__AIM OF THE TASK__. Below are the records; give again exactly the lines that run from the one with "Question. Indicate one point for each instance of the textured" through the last line.

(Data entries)
+++

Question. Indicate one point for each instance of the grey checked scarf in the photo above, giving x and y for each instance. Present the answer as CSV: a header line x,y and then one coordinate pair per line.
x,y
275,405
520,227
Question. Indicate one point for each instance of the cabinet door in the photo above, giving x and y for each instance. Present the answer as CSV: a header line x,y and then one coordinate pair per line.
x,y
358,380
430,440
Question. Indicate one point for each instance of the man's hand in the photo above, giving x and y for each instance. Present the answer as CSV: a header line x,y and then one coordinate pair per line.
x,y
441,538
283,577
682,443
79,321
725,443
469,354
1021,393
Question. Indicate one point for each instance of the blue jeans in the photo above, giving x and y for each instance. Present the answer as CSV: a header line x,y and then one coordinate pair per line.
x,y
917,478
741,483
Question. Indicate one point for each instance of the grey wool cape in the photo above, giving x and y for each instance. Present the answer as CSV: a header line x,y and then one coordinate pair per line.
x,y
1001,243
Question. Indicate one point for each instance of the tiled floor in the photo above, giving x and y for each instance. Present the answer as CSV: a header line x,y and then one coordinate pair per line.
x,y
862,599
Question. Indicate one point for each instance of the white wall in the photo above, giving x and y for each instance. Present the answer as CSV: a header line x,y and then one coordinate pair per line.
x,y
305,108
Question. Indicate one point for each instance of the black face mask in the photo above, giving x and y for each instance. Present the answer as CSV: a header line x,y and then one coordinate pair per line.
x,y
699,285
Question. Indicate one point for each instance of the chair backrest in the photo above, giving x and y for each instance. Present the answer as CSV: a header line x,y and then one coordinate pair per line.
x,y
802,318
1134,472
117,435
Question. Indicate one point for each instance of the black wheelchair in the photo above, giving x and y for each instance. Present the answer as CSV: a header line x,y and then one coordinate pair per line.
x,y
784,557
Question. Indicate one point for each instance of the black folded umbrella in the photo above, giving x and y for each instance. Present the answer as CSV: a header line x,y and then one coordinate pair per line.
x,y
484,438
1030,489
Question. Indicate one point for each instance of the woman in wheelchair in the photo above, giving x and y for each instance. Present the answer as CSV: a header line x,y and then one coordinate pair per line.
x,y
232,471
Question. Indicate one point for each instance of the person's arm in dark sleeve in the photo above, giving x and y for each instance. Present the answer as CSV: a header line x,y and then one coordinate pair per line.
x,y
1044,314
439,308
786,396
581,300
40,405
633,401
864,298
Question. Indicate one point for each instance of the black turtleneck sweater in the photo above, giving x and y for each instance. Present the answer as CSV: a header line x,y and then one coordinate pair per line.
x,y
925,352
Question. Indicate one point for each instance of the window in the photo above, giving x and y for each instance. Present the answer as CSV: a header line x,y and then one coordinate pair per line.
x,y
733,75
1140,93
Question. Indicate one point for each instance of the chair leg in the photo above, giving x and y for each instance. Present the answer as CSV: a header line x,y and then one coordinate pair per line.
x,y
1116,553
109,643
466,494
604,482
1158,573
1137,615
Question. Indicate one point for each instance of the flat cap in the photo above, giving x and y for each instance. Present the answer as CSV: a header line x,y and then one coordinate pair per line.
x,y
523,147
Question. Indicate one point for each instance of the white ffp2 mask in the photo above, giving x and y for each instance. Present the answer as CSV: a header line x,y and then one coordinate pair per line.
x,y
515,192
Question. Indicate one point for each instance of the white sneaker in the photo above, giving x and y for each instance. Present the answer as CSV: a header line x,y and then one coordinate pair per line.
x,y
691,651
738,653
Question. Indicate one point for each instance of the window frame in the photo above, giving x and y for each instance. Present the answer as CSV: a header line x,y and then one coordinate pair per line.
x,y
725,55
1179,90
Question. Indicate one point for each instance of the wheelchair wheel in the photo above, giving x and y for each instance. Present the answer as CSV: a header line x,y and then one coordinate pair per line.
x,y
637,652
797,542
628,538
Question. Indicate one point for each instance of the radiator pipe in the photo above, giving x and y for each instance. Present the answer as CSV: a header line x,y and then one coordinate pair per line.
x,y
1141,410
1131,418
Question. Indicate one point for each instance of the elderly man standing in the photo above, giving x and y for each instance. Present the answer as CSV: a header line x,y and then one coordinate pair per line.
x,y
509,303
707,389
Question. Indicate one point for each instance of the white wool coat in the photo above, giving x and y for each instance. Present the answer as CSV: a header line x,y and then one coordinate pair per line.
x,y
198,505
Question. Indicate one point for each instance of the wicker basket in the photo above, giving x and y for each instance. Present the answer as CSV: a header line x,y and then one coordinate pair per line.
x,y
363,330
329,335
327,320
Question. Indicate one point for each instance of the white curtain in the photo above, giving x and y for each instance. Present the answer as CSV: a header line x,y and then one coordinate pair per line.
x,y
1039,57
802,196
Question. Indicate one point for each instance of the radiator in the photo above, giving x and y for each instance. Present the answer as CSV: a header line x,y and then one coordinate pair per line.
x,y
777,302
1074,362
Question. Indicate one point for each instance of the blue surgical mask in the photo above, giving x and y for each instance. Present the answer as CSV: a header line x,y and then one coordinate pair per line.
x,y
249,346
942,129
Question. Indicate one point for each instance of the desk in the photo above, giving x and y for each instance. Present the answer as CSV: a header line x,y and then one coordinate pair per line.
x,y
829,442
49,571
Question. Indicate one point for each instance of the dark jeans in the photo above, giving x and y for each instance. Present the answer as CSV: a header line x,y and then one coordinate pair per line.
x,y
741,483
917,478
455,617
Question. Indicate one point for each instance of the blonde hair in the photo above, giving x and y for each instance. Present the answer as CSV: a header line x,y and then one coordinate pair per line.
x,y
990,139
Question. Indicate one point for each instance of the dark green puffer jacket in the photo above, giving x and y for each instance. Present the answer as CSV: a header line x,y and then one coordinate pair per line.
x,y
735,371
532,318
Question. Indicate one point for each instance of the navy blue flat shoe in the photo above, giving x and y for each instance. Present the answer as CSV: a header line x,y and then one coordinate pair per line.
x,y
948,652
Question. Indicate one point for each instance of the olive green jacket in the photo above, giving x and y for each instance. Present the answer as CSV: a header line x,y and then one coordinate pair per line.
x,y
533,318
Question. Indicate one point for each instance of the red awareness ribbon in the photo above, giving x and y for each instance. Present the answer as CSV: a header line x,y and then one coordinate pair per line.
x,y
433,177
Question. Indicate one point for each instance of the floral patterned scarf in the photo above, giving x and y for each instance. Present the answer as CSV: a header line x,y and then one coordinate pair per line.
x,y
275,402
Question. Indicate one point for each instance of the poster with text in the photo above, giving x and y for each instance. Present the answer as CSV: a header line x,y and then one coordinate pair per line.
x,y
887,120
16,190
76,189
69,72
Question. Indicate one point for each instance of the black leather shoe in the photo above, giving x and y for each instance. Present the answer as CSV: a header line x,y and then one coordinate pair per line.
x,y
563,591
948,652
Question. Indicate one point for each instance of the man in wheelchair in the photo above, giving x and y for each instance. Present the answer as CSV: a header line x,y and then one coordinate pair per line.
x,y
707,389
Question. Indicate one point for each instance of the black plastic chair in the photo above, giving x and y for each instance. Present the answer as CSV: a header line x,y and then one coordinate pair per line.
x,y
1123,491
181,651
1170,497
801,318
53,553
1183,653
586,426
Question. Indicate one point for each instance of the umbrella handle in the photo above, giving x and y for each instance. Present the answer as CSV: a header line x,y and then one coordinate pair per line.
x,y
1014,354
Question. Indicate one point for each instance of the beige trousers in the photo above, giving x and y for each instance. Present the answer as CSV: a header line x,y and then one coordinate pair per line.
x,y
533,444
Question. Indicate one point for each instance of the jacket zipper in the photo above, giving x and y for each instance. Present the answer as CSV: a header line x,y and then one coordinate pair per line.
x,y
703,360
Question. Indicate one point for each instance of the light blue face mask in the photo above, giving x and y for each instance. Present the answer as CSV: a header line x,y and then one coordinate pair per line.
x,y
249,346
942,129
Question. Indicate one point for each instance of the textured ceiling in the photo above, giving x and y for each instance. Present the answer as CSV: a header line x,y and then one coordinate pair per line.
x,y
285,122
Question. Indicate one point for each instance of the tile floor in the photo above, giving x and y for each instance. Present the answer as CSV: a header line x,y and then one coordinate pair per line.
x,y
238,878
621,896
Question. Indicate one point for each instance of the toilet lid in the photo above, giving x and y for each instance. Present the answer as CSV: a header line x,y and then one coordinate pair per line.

+++

__FINISHED EXERCISE__.
Question. Indicate one point for each instance of the textured ceiling in the photo above, giving x and y for each instance. Present the answer as CSV: a header line x,y and then one coordinate pair per line.
x,y
285,122
Question. Indicate one point for each instance of the tile floor in the photo above, giving x and y for each instance. Present the answer as CSV: a header line x,y and then one coordinate pair per line.
x,y
238,878
621,896
Question. Indicate one point for each instance of the toilet lid in the photo above, giving x and y for each instance. Present the answer as CSV: a header line x,y and then one coordinate pair per line.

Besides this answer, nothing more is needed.